**Lesetext**
▼

Fragen über Fragen, die auch den Beratern gestellt werden. Aber auch die Beraterzunft ist, wenn sie sich ehrlich macht, oft am Ende ihres Lateins. Denn auch ihre Methoden fußen auf den Erkenntnissen und Gewissheiten einer Zeit, in der noch alles nach Regeln und einigermaßen vorhersehbaren Gesetzmäßigkeiten lief. Welche der tiefgehenden Probleme können sie in dem aktuellen Chaos für ihre Klienten lösen? Eigentlich nichts! Alle diese Herausforderungen können nur die Führungskräfte selbst lösen. Beraterwissen hilft dabei nur eingeschränkt, denn es bezieht sich meist aus der Vergangenheit. Was in vergleichbaren Situationen funktioniert hat oder was sich aus vielen Fallbeispielen verallgemeinert wurde, bildet das Handwerkszeug der Berater. Aber heute haben wir es mit völlig veränderten, neuen Bedingungen zu tun, für die die alten Instrumente nur eingeschränkt funktionieren. Jede konkrete Situation braucht eine eigene Lösung, und die kann nur aus der Situation selbst heraus entstehen, also vor Ort in den Unternehmen.

Ich wähle persönlich als Berater einen anderen Weg, denn auch ich bekomme gerade mehr Anfragen als in „normalen“ Zeiten. Ich unterstütze die Führungskräfte bei deren Lösungsbemühen. Dabei komme ich immer wieder auf fünf grundlegende Ratschläge zurück.

▲

**Gegebenes Material**
▼

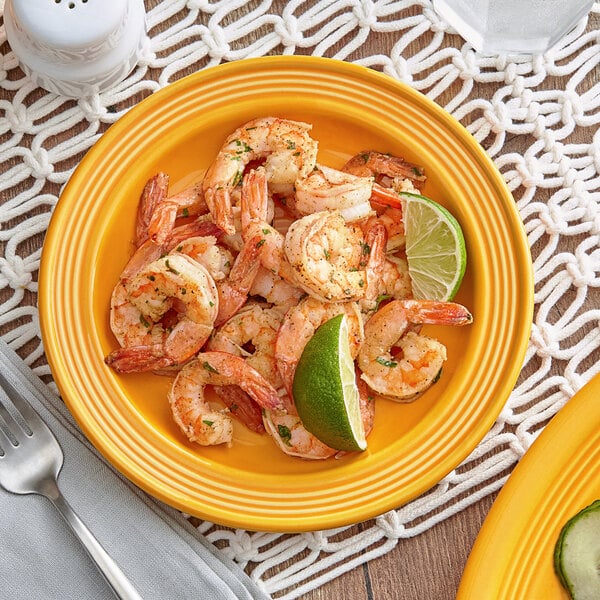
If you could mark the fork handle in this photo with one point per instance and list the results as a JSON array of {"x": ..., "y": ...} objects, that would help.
[{"x": 116, "y": 579}]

▲

**Aufgabe A**
Überarbeite im Lesetext den Abschnitt von „Ich wähle persönlich“ bis „grundlegende Ratschläge zurück.“, indem du „Führungskräfte“ durch „Manager“ ersetzt.
**Aufgabe B**
Stimmen diese Aussagen mit dem Lesetext über Berater in unsicheren Zeiten überein? Antworte jeweils mit Ja oder Nein und zitiere die entscheidenden Worte wörtlich.
(i) Im Lesetext heißt es, derzeit kämen weniger Anfragen als in normalen Zeiten.
(ii) Beraterwissen bezieht sich laut Lesetext meist aus der Vergangenheit.
(iii) Im Lesetext wird auf fünf grundlegende Ratschläge verwiesen.
**Aufgabe C**
Wie geht der Lesetext über die Rolle von Beratern in unsicheren Zeiten weiter? Führe ihn im Anschluss an seinen letzten Satz fort.

**Richtige Antwort A**
Ich wähle persönlich als Berater einen anderen Weg, denn auch ich bekomme gerade mehr Anfragen als in „normalen“ Zeiten. Ich unterstütze die Manager bei deren Lösungsbemühen. Dabei komme ich immer wieder auf fünf grundlegende Ratschläge zurück.

**Richtige Antwort B**
(i) Nein: „ich bekomme gerade mehr Anfragen“
(ii) Ja: „denn es bezieht sich meist aus der Vergangenheit“
(iii) Ja: „Dabei komme ich immer wieder auf fünf grundlegende Ratschläge zurück.“

**Richtige Antwort C**
 

# 1:

Nehmen Sie Ihre Mannschaft in die Verantwortung. Machen Sie ihr klar, dass es nur auf sie ankommt, dass nur sie die Lösungen finden können, und machen Sie sie dadurch stark. Setzen Sie auch auf Leute, die bisher eher im Hintergrund standen, weil diese vielleicht am ehesten in der Lage sind, neue Ansätze zu finden. Ermutigen Sie sie, nach vorn zu kommen und aktiv zu werden. Strahlen sie in diesen schwierigen Zeiten Vertrauen, Mut und Gewissheit aus. Diese souveräne Haltung ist das Entscheidende, was Sie als Führungskraft beitragen können. Die Menschen folgen nicht dem, der vornewegrennt und für alles eine Lösung hat, sondern dem, der ihnen vertraut und der auf sie setzt.
 

# 2:

Geben Sie Ihren Mitarbeitern eine Handlungsstruktur. Dazu gehört eine Schritt-für-Schritt-Anleitung, wie man Probleme analysiert und löst. Es ist extrem wichtig, Aktionismus zu vermeiden, und mit einer solchen Vorgabe erreichen Sie das. Dabei ist es noch nicht einmal wichtig, ob die Vorgabe lehrbuchgerecht, agil oder sonst irgendetwas ist, sie muss simpel sein und dafür sorgen, dass der zweite Schritt nicht vor dem ersten erfolgt.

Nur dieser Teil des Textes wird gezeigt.